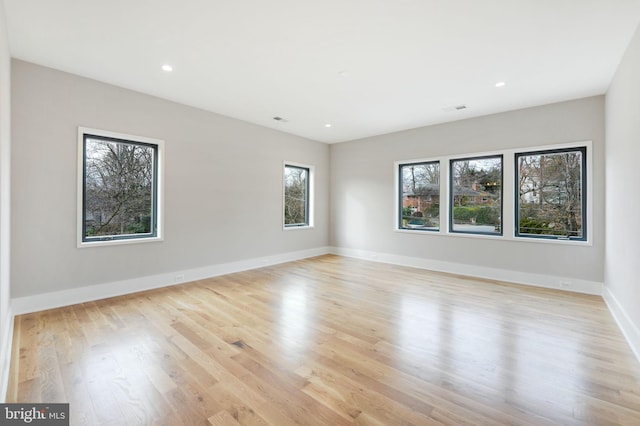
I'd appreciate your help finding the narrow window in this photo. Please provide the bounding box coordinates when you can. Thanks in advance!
[79,129,159,243]
[449,155,502,235]
[515,147,587,241]
[284,164,311,227]
[398,161,440,231]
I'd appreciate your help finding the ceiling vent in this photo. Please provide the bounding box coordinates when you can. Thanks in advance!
[442,104,467,112]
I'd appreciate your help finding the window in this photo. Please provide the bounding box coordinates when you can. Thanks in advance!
[78,128,162,246]
[398,161,440,231]
[449,155,502,235]
[284,164,313,228]
[515,147,587,240]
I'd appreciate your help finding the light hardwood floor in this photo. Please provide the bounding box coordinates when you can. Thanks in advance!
[8,256,640,426]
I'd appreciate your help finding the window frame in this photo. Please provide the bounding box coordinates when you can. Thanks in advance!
[513,144,590,242]
[395,159,446,233]
[390,140,595,246]
[447,153,505,237]
[77,127,164,248]
[281,161,315,230]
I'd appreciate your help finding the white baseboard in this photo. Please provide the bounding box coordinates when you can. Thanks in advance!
[603,287,640,362]
[331,247,604,296]
[11,247,331,315]
[0,308,14,402]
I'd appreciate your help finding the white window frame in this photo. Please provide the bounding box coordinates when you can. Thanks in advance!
[393,140,593,246]
[76,127,164,248]
[280,161,315,231]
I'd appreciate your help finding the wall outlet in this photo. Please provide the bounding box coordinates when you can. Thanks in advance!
[560,280,573,288]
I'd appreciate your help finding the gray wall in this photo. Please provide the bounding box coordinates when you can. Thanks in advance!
[331,96,604,283]
[605,24,640,346]
[0,2,11,401]
[11,60,329,297]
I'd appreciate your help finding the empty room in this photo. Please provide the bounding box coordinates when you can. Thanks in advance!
[0,0,640,426]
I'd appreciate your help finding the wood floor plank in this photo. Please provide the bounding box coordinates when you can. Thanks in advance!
[7,255,640,426]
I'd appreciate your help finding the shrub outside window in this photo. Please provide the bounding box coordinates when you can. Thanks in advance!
[449,155,502,235]
[398,161,440,231]
[284,164,311,227]
[79,128,161,245]
[515,147,587,241]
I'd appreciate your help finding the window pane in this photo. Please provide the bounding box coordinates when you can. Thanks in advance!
[83,135,157,241]
[516,148,586,240]
[450,156,502,235]
[398,161,440,231]
[284,166,309,226]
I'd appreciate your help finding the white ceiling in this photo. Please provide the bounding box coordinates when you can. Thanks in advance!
[4,0,640,143]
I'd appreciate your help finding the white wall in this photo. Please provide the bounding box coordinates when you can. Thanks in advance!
[331,96,604,293]
[605,25,640,359]
[0,1,13,401]
[11,60,329,298]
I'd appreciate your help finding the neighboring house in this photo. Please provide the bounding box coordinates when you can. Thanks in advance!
[402,183,498,216]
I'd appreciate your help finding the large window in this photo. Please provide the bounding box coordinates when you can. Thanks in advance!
[284,164,312,228]
[78,128,161,245]
[515,147,586,240]
[449,155,502,235]
[398,161,440,231]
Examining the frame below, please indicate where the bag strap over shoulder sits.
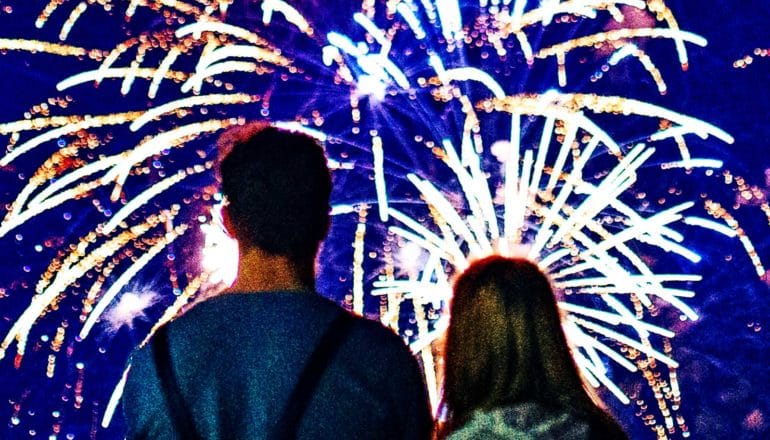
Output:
[152,325,201,440]
[271,312,354,440]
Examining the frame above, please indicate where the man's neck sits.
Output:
[227,248,314,292]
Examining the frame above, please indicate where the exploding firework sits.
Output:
[0,0,770,437]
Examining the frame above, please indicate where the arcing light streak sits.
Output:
[0,38,104,60]
[0,112,142,166]
[129,93,254,131]
[0,0,756,432]
[79,225,187,339]
[0,215,172,359]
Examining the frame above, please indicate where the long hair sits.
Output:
[444,256,626,438]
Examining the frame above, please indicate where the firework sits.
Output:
[0,0,768,436]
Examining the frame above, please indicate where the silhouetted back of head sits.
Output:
[220,124,332,260]
[444,256,624,438]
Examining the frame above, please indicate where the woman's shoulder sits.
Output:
[448,402,591,440]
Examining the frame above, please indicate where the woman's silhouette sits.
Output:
[440,256,627,439]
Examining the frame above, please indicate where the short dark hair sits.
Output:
[219,123,332,259]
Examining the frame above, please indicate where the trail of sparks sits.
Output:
[0,0,770,435]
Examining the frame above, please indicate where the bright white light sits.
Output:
[104,291,160,332]
[201,207,238,287]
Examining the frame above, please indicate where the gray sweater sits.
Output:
[123,292,431,439]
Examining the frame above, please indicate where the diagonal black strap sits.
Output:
[152,325,201,440]
[271,312,354,440]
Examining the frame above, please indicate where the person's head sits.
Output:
[444,256,619,432]
[219,124,332,263]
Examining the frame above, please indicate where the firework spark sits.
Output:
[0,0,770,436]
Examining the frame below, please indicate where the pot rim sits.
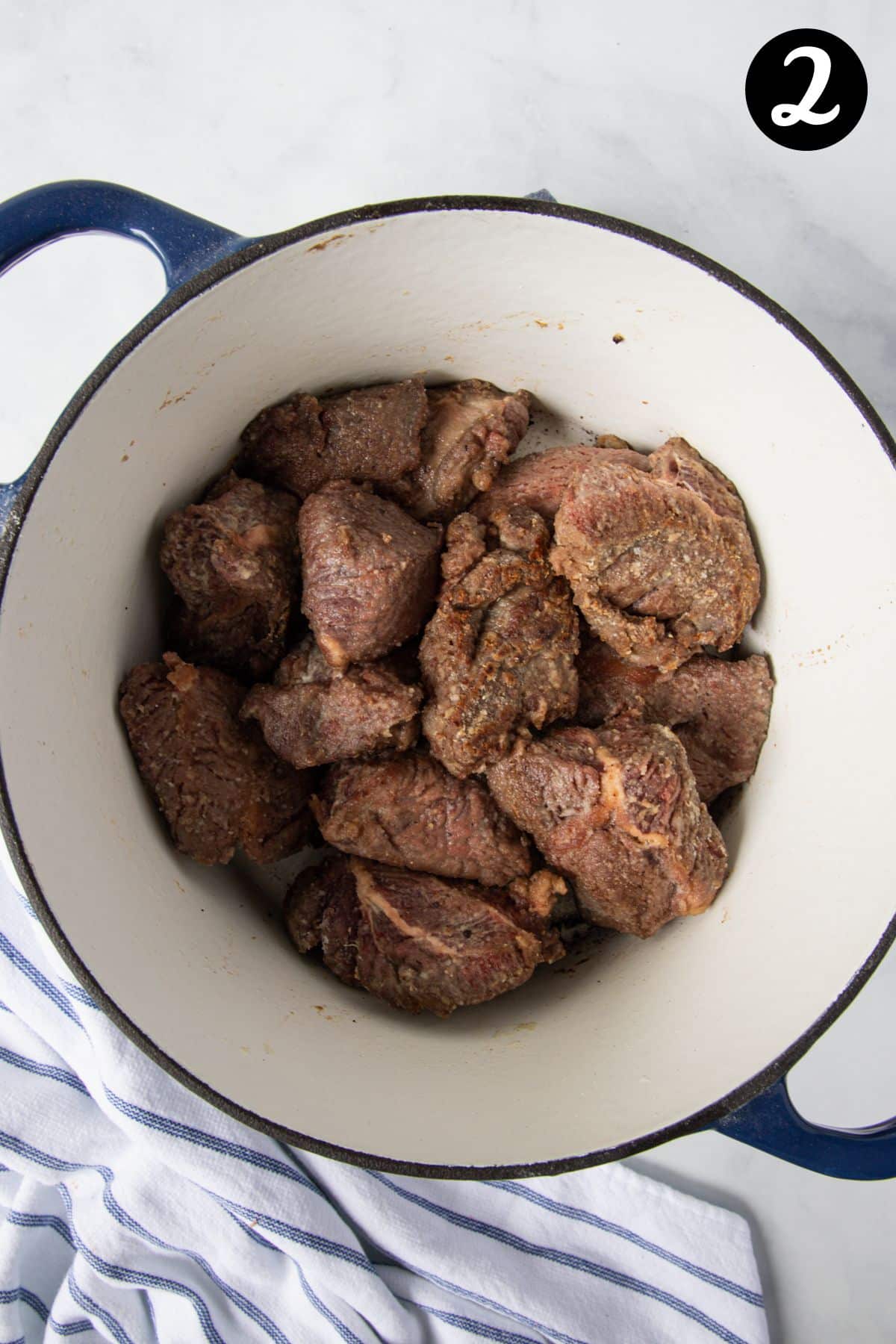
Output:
[0,196,896,1180]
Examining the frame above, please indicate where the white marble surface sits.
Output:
[0,0,896,1344]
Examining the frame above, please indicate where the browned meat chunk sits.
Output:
[420,507,579,778]
[470,434,647,523]
[321,378,427,481]
[161,472,298,679]
[121,653,313,863]
[284,859,563,1018]
[239,378,427,499]
[551,440,759,672]
[298,481,442,669]
[311,751,532,887]
[392,378,531,521]
[488,723,727,938]
[576,640,772,803]
[240,635,423,770]
[237,393,331,499]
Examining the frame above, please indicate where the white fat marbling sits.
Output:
[0,0,896,1344]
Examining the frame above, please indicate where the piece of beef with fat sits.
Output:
[239,378,427,499]
[551,438,759,672]
[420,505,579,777]
[311,751,532,887]
[298,481,442,669]
[240,635,423,770]
[392,378,532,521]
[119,653,313,864]
[488,723,727,938]
[284,859,564,1018]
[470,434,647,523]
[576,640,774,803]
[160,472,298,680]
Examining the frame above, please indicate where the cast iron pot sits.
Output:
[0,183,896,1179]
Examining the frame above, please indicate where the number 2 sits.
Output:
[771,47,839,126]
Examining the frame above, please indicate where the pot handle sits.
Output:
[0,181,252,289]
[0,181,254,531]
[712,1078,896,1180]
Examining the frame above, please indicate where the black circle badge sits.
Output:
[744,28,868,149]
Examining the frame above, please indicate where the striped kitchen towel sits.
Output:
[0,875,768,1344]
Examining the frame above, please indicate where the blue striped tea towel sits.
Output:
[0,874,768,1344]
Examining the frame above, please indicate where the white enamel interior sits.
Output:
[0,211,896,1166]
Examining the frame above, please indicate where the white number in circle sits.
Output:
[771,47,839,126]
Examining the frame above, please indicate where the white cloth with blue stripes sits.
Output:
[0,874,768,1344]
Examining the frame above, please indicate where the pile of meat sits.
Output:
[121,378,772,1016]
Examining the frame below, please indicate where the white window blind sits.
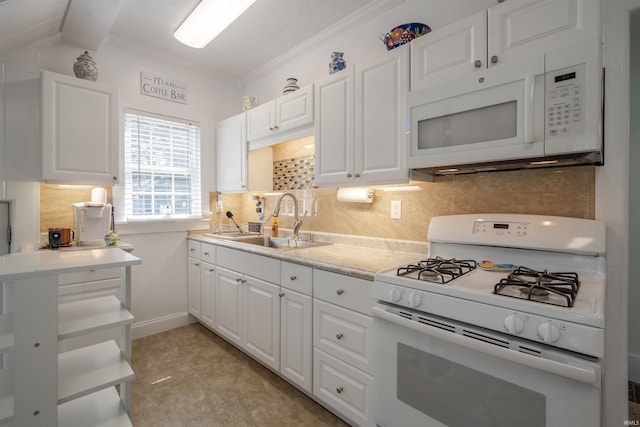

----

EXERCISE
Rewrite every row above with "tea towel" changed to "dish towel" and nothing else altered. Leave the pictures out.

WRITTEN SOLUTION
I'd appreciate your help finding the narrow window in this photo. Please provide the bounding box coordinates when you can. Thanks in advance!
[79,129,159,243]
[449,155,502,235]
[515,147,587,241]
[284,164,311,227]
[398,161,440,231]
I'd appreciate your help finding the ceiling vent in this photo. Please provide the bounding box coordinates when you can. Thanks in advance!
[442,104,467,112]
I'd appreciate your help finding the window in this photo. Please provide the bounding box coordinates when you can. Thanks in advance!
[78,128,162,246]
[398,161,440,231]
[449,155,502,235]
[284,164,313,228]
[515,147,587,240]
I'd appreciate your help finding the light hardwood floor in this photo. Please provide the bounding box coordinates when you can. Thanks in advance!
[8,256,640,426]
I'd appreciate your help finding the window frame in this photo. Please provide the bounding box coordinates when you can. Thanks in advance!
[513,144,590,242]
[395,159,446,233]
[390,140,595,246]
[447,153,505,237]
[77,127,164,248]
[281,161,315,230]
I'd appreciate your help finding the white baseboard in this photo. Please provide the bounding box coordinates when you can. Thanks in advance!
[603,287,640,362]
[331,247,604,296]
[11,247,331,315]
[0,308,14,402]
I'd appreciate your help finding the white window frame in this photo. Please provide the bounding box coordinates when you can. Thanks in advance!
[393,140,593,246]
[76,127,164,248]
[280,161,315,231]
I'd appreciate your help finding the wall outlet in this photo. Please provide the bounding box coordinates when you can. Thanks in advance!
[560,280,573,288]
I'd appreciate your help finding the gray wall in this photo. Please provide the bounding box coordinates when you can. Thanks in advance!
[331,96,604,283]
[605,24,640,346]
[0,2,11,401]
[11,60,329,297]
I'd appreciate your help finding the empty room in this photo. Please provide the bounding box coordinates when you can. Thanks in advance!
[0,0,640,426]
I'd appreciate your help finding the wood floor plank in this photo. Please provide the bounding box coordinates when you can. Thanks in advance!
[7,255,640,426]
I'd appreciate your help finding the shrub outside window in this photo. Please provide the bounding box coordinates when you can. Thanks in advance!
[449,155,502,235]
[398,161,440,231]
[284,164,311,227]
[79,128,161,245]
[515,147,587,241]
I'd appreciate your help finding the window pane in this photo. Please provide the bounding box coordinates when you can. Thanks in advance!
[83,135,157,241]
[516,148,586,240]
[450,156,502,235]
[398,161,440,231]
[284,166,309,226]
I'd appreciate your help finding the white ceiling in this photo. Please provide the bounding box coordinates when you can. Thanks in advance!
[4,0,640,143]
I'd appreciate your help finding the white wall in this photo. Please provide the bounding box coordinates when you can. Thanks in advance!
[331,96,604,293]
[605,25,640,359]
[0,1,13,401]
[11,60,329,298]
I'd appreciate your help finding the neighboring house in this photo. Please provide the bounding box coordinates when you can. Thanks in advance!
[402,183,498,216]
I'd appreciate your help finding the large window in this photo. Please provide the bounding box coordinates when you can. Thanks in advance!
[284,164,312,228]
[78,128,161,245]
[515,147,586,240]
[449,155,502,235]
[398,161,440,231]
Examining the frame below, please indicate where the bag strap over shoulder sits.
Output:
[152,325,201,440]
[271,312,354,440]
Examining the frame above, please indicate where the man's neck sits.
Output:
[227,248,314,292]
Examining the frame above, please indicate where the exploding firework sits.
Output:
[0,0,770,437]
Examining the frame above, please indicate where the arcing light streak sits.
Output:
[0,38,104,60]
[0,112,142,166]
[129,93,254,131]
[0,0,756,432]
[79,225,187,339]
[0,215,172,359]
Examining the frame above, please indicate where the long hair sits.
Output:
[444,256,626,438]
Examining the frame above, please indicate where the firework sits.
Output:
[0,0,768,436]
Examining the frame above, please indicate where the silhouetted back of head sits.
Output:
[220,124,332,260]
[444,256,624,438]
Examining the frame above, please indicate where the woman's shoulder sits.
Output:
[448,402,591,440]
Examining the frame above, please indicate where the woman's silhouette sits.
Output:
[440,256,627,439]
Examining the frame above, please indicate where the short dark hair sits.
Output:
[219,123,332,259]
Examining the frame above, please indicate where the trail of sparks sits.
Output:
[0,0,770,435]
Examining the frame above, please indicate where the bright white light sits.
Output:
[104,291,160,332]
[201,207,238,287]
Examining the frame above, please indicate where the gray sweater sits.
Output:
[123,292,431,439]
Examining the frame above, please indicate where the diagonal black strap sits.
Output:
[152,325,201,440]
[271,312,354,440]
Examining the frame above, please indicate where the person's head sits.
Output:
[444,256,619,432]
[219,124,332,263]
Examining the frame above, please indicate where the firework spark sits.
Output:
[0,0,770,436]
Examining the frame below, please indicate where the pot rim sits.
Output:
[0,196,896,1180]
Examining the frame above, please indicate where the white marble surface sits.
Output:
[0,0,896,1344]
Examining the frame above, please indicate where the browned meat chunk sits.
Output:
[420,507,579,778]
[470,434,647,523]
[321,378,427,481]
[161,472,298,679]
[121,653,313,863]
[284,859,563,1018]
[239,378,427,499]
[551,440,759,672]
[298,481,442,669]
[311,751,532,887]
[392,378,531,521]
[488,723,727,938]
[576,640,772,803]
[240,635,423,770]
[237,393,331,499]
Examining the frame above, please indicate where the white fat marbling sits.
Output:
[0,0,896,1344]
Examining the frame above, please indicate where the piece of beef with fat sits.
Output:
[239,378,427,499]
[551,438,759,672]
[420,505,579,777]
[311,751,532,887]
[298,481,442,669]
[240,635,423,770]
[392,378,532,521]
[119,653,313,864]
[488,723,727,938]
[284,859,564,1018]
[470,434,647,523]
[576,640,774,803]
[160,472,298,680]
Examining the frame above, please indicate where the cast iron pot sits.
Output:
[0,183,896,1179]
Examining the frame above, please indicate where the number 2 sits.
Output:
[771,47,839,126]
Examining the frame above, please indicate where the pot handle sits.
Output:
[0,181,252,289]
[0,181,254,531]
[712,1078,896,1180]
Examining the frame above, please indicate where the black circle badge sits.
Output:
[744,28,868,149]
Examining the frame above, please indicate where the striped kitchen towel sits.
Output:
[0,875,768,1344]
Examining the frame above, please indicate where the blue striped dish towel sits.
Output:
[0,874,768,1344]
Examining the frame above, please indicate where the white enamel interior sits.
Output:
[0,211,896,1166]
Examining the frame above, please indicate where the white number in circle sits.
Output:
[771,47,839,126]
Examining the frame above, please indicate where the white cloth with blue stripes sits.
Output:
[0,874,768,1344]
Examining the frame above, please indicate where the pile of meat sits.
Output:
[121,378,772,1016]
Examining the frame below, please indicate where the white window blind sits.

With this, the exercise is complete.